(Beginning of Document text)

PALO ALTO – Silicon Valley nobility paid tribute to revered Apple co-founder Steve Jobs on Sunday at a private memorial service held under tight security at Stanford University.
Security teams from Apple and Stanford along with local police officers cordoned off the main quad on campus, only granting access to those with invitations to the private event.
Guests were directed to the university chapel for the service. Candles lined a path leading from the church to a museum, where a soiree in honor of the man behind iPhones, iPods, iPads, and Macintosh computers was to be held later on.
Chauffeur-driven black cars and sports-utility vehicles, some with government plates, parked close to the chapel entrance as guards shooed away inquisitive passersby and people snapping pictures of attendees.
Some guests were ushered in through a heavily patrolled rear entrance to the small Romanesque and Byzantine style church at the center of campus which has survived two major earthquakes.
The church is able to hold more than 1,000 people.
The list of those invited to the memorial for Jobs — who died on October 5 at age 56 — was rumored to include former US vice president Al Gore, who is a member of the Apple board, and founders of several top Internet firms.
The heir apparent of South Korea’s Samsung Group was to attend the service despite an ongoing legal battle with Apple, an industry source who declined to be named told AFP on Sunday.
Jay Y. Lee, the only son of chairman Lee Kun-Hee and chief operating officer of Samsung Electronics, was attending in response to an invitation from Apple CEO Tim Cook, the source said.
“Samsung, despite the legal rows, has maintained close ties with Apple as a major component supplier of panels and chips,” said the source, adding the younger Lee was close to Jobs and Cook.

(End of Document text)
(Beginning of Records shown)

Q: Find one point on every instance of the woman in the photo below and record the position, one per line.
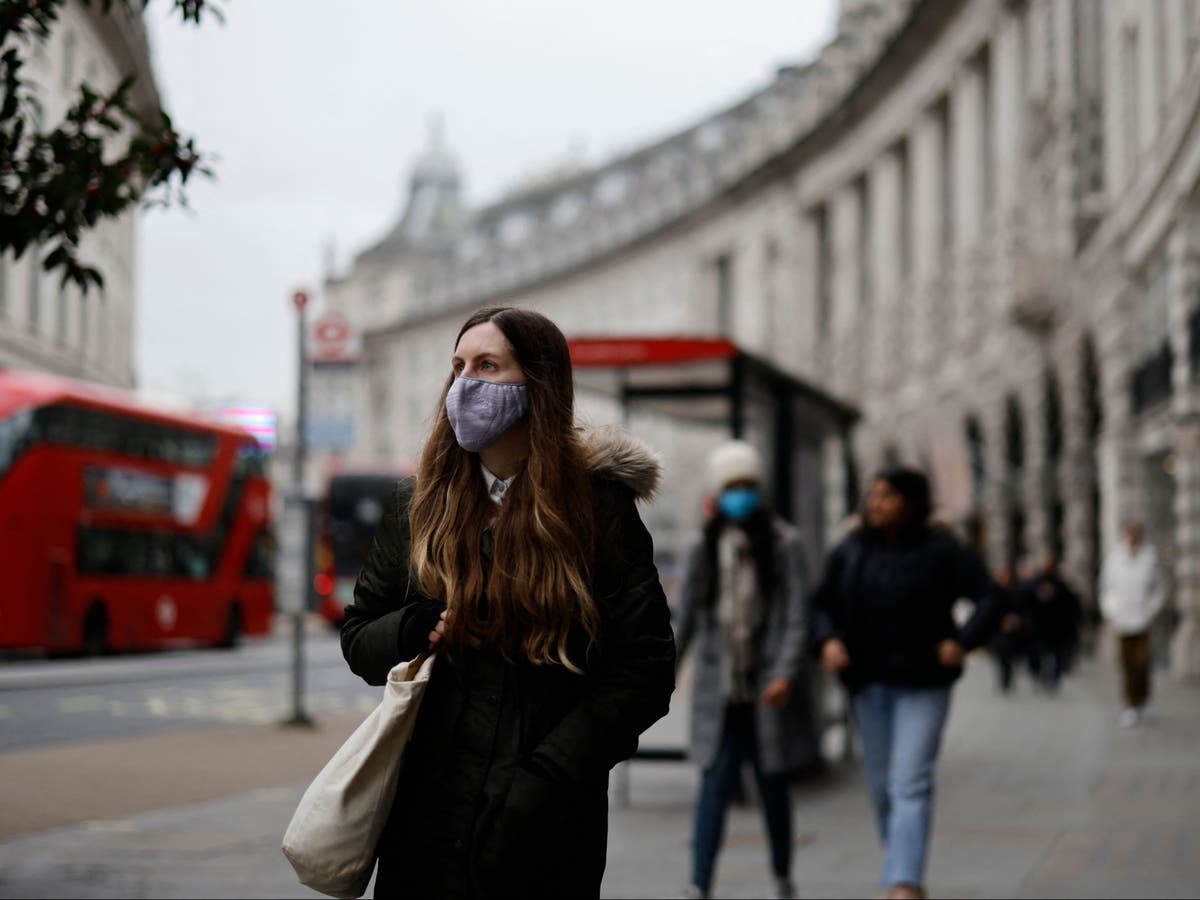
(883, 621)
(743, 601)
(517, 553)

(End of Records shown)
(Beginning of Records shown)

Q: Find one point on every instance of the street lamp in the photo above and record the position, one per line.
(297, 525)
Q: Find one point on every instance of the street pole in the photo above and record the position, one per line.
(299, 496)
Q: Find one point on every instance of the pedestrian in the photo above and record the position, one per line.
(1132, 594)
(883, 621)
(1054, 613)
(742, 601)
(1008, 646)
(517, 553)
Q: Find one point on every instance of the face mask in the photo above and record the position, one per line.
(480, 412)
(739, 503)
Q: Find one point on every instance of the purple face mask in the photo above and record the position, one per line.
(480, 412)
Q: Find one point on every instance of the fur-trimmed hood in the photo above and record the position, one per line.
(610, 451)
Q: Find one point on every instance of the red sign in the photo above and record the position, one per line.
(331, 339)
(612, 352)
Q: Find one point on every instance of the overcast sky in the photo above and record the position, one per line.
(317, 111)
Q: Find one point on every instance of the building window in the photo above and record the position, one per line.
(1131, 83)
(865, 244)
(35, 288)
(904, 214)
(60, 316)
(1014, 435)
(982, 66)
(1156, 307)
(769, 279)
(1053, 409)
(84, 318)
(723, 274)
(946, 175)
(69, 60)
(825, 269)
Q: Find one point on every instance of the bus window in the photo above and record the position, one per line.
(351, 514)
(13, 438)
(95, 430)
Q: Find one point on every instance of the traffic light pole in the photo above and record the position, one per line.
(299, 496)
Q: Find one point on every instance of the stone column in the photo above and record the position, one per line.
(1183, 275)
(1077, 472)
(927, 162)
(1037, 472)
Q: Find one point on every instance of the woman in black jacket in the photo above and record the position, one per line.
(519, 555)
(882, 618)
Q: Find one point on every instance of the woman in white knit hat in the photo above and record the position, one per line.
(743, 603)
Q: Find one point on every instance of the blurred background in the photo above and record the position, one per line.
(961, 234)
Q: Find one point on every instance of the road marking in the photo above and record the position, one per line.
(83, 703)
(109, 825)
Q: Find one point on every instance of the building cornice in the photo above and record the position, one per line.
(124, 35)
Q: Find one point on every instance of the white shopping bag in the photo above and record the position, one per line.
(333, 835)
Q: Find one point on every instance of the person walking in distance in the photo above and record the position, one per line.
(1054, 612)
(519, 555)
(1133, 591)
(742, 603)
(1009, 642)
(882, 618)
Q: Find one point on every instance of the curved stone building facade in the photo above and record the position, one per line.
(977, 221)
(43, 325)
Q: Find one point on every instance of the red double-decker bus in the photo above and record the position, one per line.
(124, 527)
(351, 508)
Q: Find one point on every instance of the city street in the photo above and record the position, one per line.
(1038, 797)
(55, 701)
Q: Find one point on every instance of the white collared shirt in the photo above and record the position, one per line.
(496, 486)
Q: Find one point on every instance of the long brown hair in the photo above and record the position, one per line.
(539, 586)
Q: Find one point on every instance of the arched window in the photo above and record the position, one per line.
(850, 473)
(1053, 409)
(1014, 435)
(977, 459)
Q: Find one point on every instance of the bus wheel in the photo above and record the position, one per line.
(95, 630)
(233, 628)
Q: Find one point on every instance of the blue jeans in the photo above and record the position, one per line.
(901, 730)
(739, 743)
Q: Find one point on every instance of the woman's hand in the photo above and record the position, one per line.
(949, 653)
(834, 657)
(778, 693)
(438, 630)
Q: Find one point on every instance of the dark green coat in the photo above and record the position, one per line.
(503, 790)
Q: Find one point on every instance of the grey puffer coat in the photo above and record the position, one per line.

(End of Records shown)
(Beginning of Records shown)

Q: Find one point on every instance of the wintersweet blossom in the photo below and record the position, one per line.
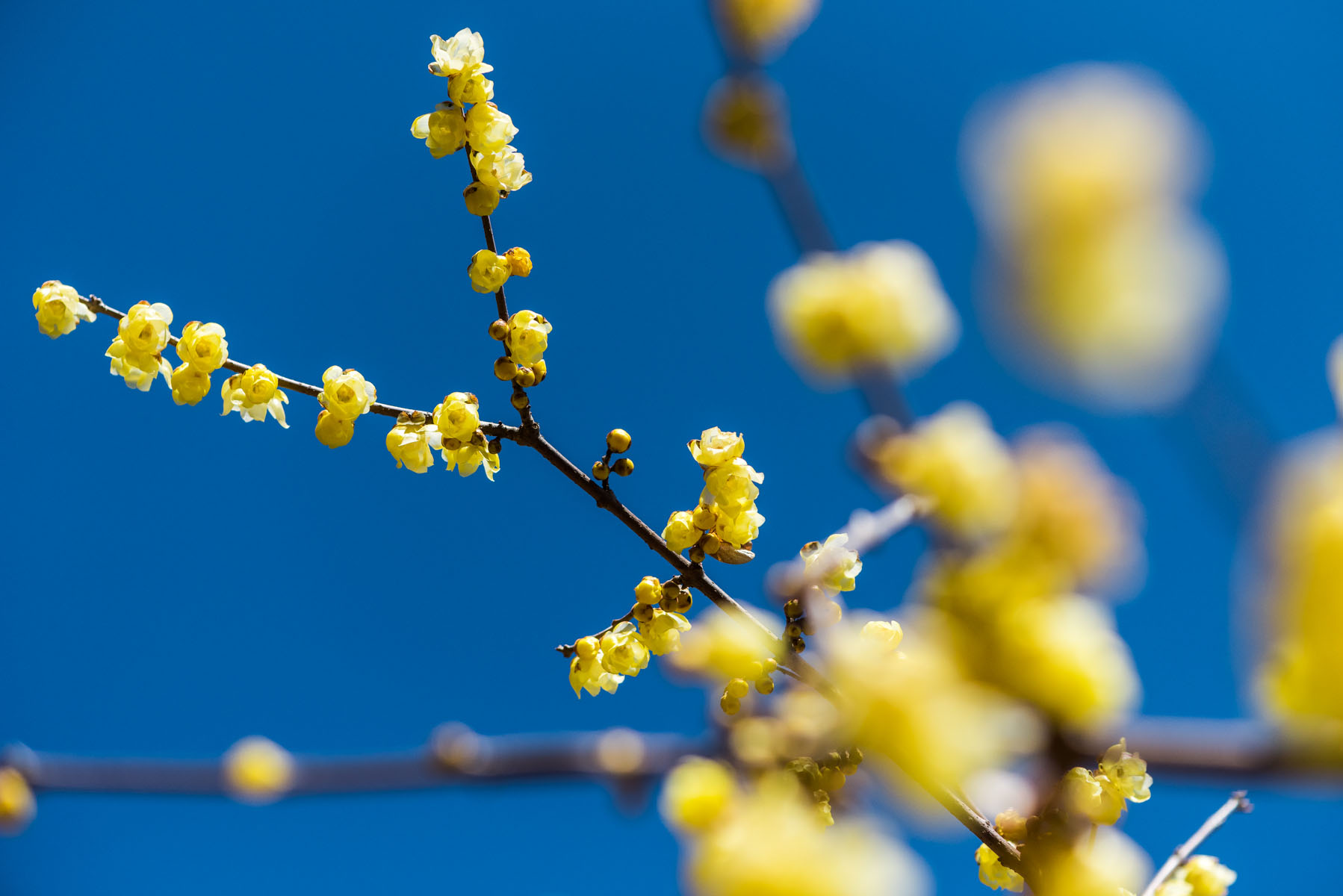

(End of Records shown)

### Required work:
According to the text on the memorial service for Steve Jobs, how many people can the church hold? The data has no connection to the text.

### Task answer:
More than 1,000 people.